What the task requires:
Please transcribe exactly, and only, the lines of the data below between the line holding "Target: white snowdrop flower" and the line holding "Target: snowdrop bloom with six petals", inclusive.

Record set:
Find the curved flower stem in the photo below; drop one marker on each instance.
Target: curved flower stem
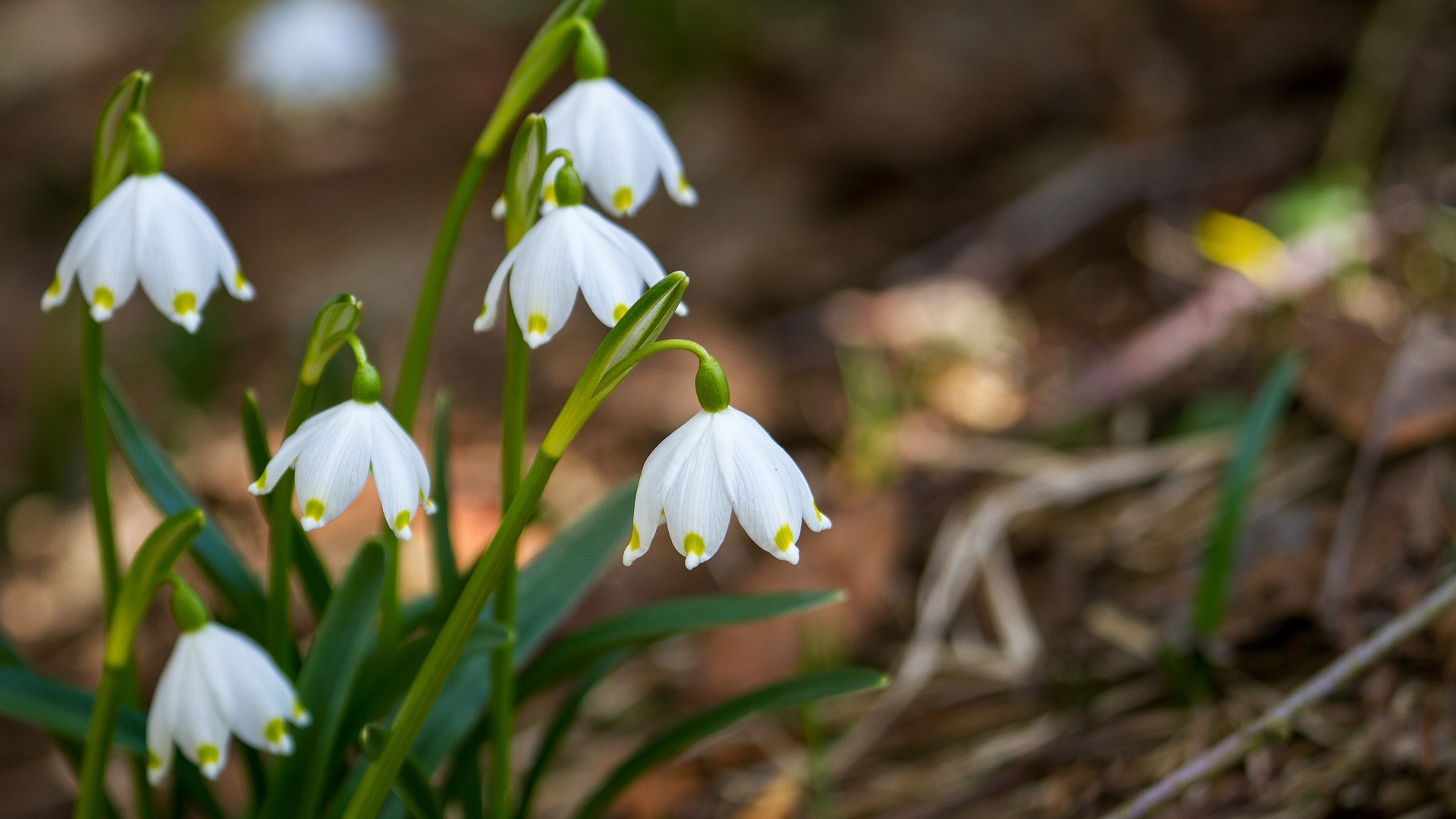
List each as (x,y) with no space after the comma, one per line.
(503,659)
(544,55)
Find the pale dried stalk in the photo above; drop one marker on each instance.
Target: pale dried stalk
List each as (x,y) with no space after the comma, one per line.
(1277,719)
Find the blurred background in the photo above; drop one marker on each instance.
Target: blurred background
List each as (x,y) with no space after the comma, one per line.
(949,256)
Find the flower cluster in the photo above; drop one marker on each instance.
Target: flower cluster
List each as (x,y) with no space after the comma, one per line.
(153,232)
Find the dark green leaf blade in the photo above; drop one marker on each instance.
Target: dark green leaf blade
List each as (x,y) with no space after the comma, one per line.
(61,708)
(658,621)
(159,480)
(788,694)
(328,675)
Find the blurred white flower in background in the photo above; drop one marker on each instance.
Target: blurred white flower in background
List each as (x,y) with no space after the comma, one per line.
(313,57)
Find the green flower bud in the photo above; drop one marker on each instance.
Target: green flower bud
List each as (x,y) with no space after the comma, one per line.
(146,150)
(367,385)
(188,610)
(712,385)
(568,187)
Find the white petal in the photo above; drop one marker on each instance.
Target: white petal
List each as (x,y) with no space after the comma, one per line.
(698,504)
(290,449)
(762,491)
(492,293)
(334,465)
(658,474)
(395,474)
(609,279)
(175,261)
(108,268)
(253,695)
(544,283)
(199,726)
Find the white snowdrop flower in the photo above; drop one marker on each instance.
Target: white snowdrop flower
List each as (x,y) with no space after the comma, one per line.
(315,55)
(715,464)
(218,684)
(153,231)
(335,452)
(618,143)
(571,248)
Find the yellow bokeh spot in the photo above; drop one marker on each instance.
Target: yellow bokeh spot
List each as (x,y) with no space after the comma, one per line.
(1242,245)
(783,538)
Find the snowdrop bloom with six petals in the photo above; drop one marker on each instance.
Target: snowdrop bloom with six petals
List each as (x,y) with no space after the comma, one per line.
(715,464)
(335,452)
(218,684)
(571,248)
(618,143)
(313,55)
(153,231)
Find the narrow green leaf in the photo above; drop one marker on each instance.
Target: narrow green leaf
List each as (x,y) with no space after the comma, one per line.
(312,575)
(447,576)
(549,586)
(658,621)
(788,694)
(325,679)
(1219,557)
(159,480)
(152,564)
(561,723)
(61,708)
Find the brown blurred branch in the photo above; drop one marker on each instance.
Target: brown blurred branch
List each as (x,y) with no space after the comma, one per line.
(1277,719)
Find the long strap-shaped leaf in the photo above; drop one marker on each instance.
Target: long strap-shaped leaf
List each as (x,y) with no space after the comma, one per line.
(61,708)
(660,621)
(325,681)
(159,480)
(676,739)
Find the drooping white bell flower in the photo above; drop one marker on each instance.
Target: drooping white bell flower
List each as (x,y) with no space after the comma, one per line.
(218,684)
(568,249)
(715,464)
(305,57)
(153,231)
(618,143)
(335,452)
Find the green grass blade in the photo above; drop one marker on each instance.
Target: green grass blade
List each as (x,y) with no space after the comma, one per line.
(312,575)
(325,679)
(63,710)
(159,480)
(658,621)
(561,723)
(1260,423)
(447,576)
(788,694)
(549,586)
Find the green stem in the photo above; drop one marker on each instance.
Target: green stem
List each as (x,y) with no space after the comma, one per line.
(98,741)
(542,57)
(278,630)
(449,645)
(503,659)
(93,425)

Task solution:
Target: white snowdrop flower
List each as (x,y) with no space after the comma, one per line.
(315,55)
(715,464)
(218,684)
(153,231)
(335,452)
(618,143)
(571,248)
Find the yellow bokeh spot in the photo above; drop one marker on each instance.
Target: yellow bokeh spot
List each as (x,y) with no space after the comma, one per line.
(1242,245)
(783,538)
Find the snowdrop bloom with six petals in the photo above; drop one marker on each instance.
Target: snowdrop bloom with six petals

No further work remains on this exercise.